» Consigne: Dans l'extrait sur le centre de loisirs, réécrivez sous forme de liste, s'il vous plaît, le paragraphe qui commence par « L’animatrice de l’accueil semble très étonnée », en conservant ses faits principaux.

» Extrait du document:
....
Quatre petits jours de centre de loisirs pré-rentrée pour ce qu’iels ont appelé « un petit incident ». Bout’Chou a griffé un autre enfant et a refusé de s’excuser, apparemment une histoire de ballon. L’animatrice en profite pour compléter : « c’est compliqué pour lui tous les matins mais après ça va, et de toute façon il était de mauvaise humeur toute cette journée ».
Démêler les interprétations des faits
Alors on discute avec lui ; il a déjà été assez grondé et puni… On apprend qu’il a reçu un coup avant de griffer, qu’il a appris qu’il n’avait pas le droit de porter de t-shirt reine des neiges et qu’il avait les cheveux trop longs…
Qui a dit ça ? Les autres… Enfants, animateurices, on ne saura pas. Il ne connaît quasi aucun prénom, n’a créé de lien de confiance avec personne en 4 jours. Mais cela a été dit.
L’animatrice de l’accueil semble très étonnée quand je lui en parle. Là où l’équipe ne voyait qu’un problème de séparation le matin, un manque de collectivité pour les jeux et un enfant unique sur le partage, moi je vois un enfant à qui on a dit d’emblée qu’il ne pouvait pas être lui-même, qui n’est donc vraiment pas ravi d’aller au centre malgré les bons côtés sur lesquels il se concentre la journée, et qui ne va sûrement pas s’entendre avec un bon nombre de camarades.
Oui, il parle merveilleusement bien. Il est physiquement grand. Il vous a même appris deux ou trois trucs sur les plaques tectoniques, les volcans, le système solaire, les tardigrades, ou encore les parasaurolophus. Vous vous étonnez de son intelligence. Mais vous oubliez complètement son âge…

Il est plus fort que ça mais…
C’est tellement dur. On a mis des mots, on a fait des câlins, on a pleuré. Pas forcément dans cet ordre. On est en colère. Si c’est une première, ce n’est pas une dernière.
Il se mettait déjà tellement de pression pour grandir. « Aujourd’hui j’ai un peu pleuré, mais demain je ne pleure plus ». « Je dors sans doudou, je me l’interdis ». On insiste sur ses droits à être petit et à prendre son temps pour grandir…
Pour le moment, il ne veut pas couper ses cheveux. Il ne portera peut-être ses t-shirts reine des neiges qu’à la maison, il n’est pas encore sûr. Il sait que ce sera toujours un espace de sécurité pour lui.
....
» Segment de données:
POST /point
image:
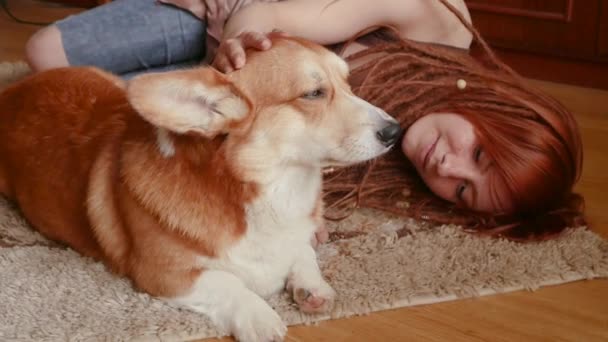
....
» Réponse:
- L’animatrice de l’accueil paraît très étonnée quand je lui en parle.
- L’équipe ne voyait qu’un problème de séparation le matin, un manque de collectivité pour les jeux et un enfant unique face au partage.
- J'y vois un enfant à qui l’on a dit d’emblée qu’il ne pouvait pas être lui-même.
- Il n’est donc vraiment pas ravi d’aller au centre, malgré les bons côtés sur lesquels il se concentre la journée.
- Il ne va sûrement pas s’entendre avec bon nombre de camarades.